[The request]
Please count the lines in the records below that contain the string "hair", treating uppercase and lowercase as different, and reply with only that number.

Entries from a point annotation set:
+++

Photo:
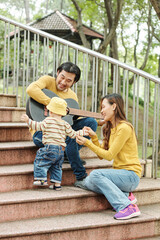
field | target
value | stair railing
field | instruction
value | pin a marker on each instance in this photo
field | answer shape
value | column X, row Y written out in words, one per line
column 27, row 53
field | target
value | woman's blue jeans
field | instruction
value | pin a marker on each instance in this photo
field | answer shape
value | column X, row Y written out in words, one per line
column 72, row 148
column 114, row 184
column 49, row 158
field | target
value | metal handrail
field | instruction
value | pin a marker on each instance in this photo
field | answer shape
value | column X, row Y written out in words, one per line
column 83, row 49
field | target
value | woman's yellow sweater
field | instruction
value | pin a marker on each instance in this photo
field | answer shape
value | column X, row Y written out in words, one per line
column 122, row 148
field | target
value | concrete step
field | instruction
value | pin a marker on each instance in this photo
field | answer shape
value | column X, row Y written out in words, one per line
column 43, row 202
column 11, row 114
column 11, row 132
column 9, row 100
column 85, row 226
column 18, row 177
column 25, row 151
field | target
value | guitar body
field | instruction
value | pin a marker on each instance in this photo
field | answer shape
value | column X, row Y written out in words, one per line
column 36, row 111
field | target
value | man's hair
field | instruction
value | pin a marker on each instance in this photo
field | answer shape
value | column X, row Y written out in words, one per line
column 71, row 68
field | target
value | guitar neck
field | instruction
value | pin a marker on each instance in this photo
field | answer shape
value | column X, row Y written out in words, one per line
column 84, row 113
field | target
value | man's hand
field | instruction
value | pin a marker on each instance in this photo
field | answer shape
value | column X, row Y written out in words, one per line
column 25, row 118
column 81, row 140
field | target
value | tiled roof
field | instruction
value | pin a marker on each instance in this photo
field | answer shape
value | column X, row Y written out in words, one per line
column 59, row 21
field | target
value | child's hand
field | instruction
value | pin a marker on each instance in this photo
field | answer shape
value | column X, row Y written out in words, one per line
column 89, row 131
column 101, row 122
column 25, row 118
column 81, row 140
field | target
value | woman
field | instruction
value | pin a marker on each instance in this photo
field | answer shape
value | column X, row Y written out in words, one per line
column 120, row 145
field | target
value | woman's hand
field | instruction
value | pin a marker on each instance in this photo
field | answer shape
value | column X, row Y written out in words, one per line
column 89, row 131
column 81, row 140
column 25, row 118
column 101, row 122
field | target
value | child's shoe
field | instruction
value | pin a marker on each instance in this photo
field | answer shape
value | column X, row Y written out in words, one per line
column 132, row 198
column 130, row 211
column 40, row 183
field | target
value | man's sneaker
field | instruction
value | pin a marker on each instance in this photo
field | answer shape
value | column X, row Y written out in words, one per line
column 129, row 212
column 132, row 198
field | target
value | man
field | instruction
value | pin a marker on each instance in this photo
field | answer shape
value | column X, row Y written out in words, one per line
column 67, row 74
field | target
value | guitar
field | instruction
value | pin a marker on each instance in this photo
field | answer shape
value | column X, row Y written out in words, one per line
column 38, row 112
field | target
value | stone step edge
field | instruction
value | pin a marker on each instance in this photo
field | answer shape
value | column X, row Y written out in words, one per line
column 67, row 192
column 76, row 222
column 34, row 195
column 28, row 168
column 13, row 125
column 12, row 108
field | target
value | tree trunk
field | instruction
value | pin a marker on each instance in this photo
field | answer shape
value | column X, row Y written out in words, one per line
column 156, row 5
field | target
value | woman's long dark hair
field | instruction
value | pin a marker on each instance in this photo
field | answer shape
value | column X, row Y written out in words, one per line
column 119, row 115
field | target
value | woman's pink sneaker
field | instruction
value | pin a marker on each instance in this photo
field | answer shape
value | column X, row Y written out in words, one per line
column 132, row 198
column 129, row 212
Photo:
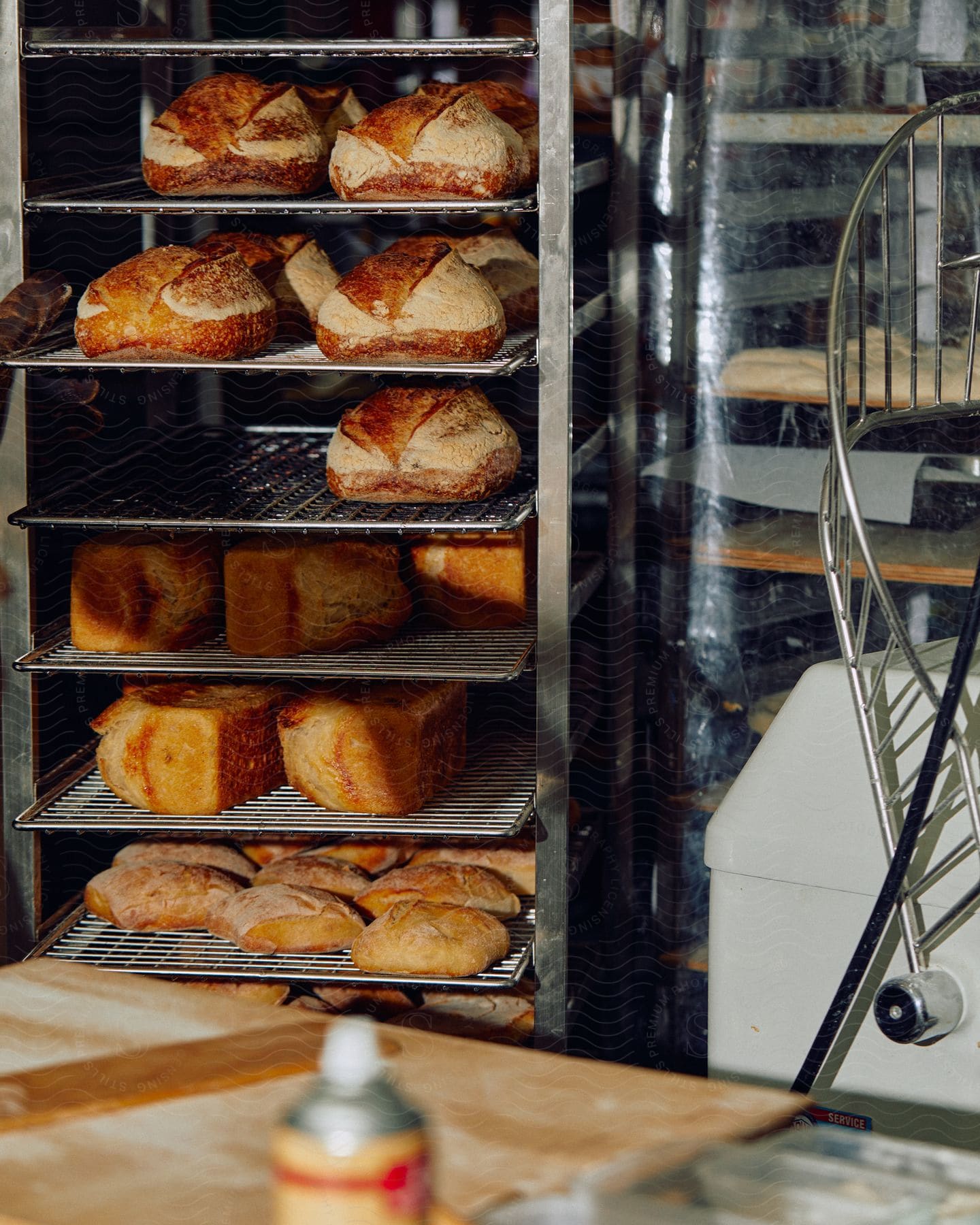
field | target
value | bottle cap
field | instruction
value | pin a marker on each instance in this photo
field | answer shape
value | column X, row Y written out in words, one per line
column 350, row 1056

+++

[Full output]
2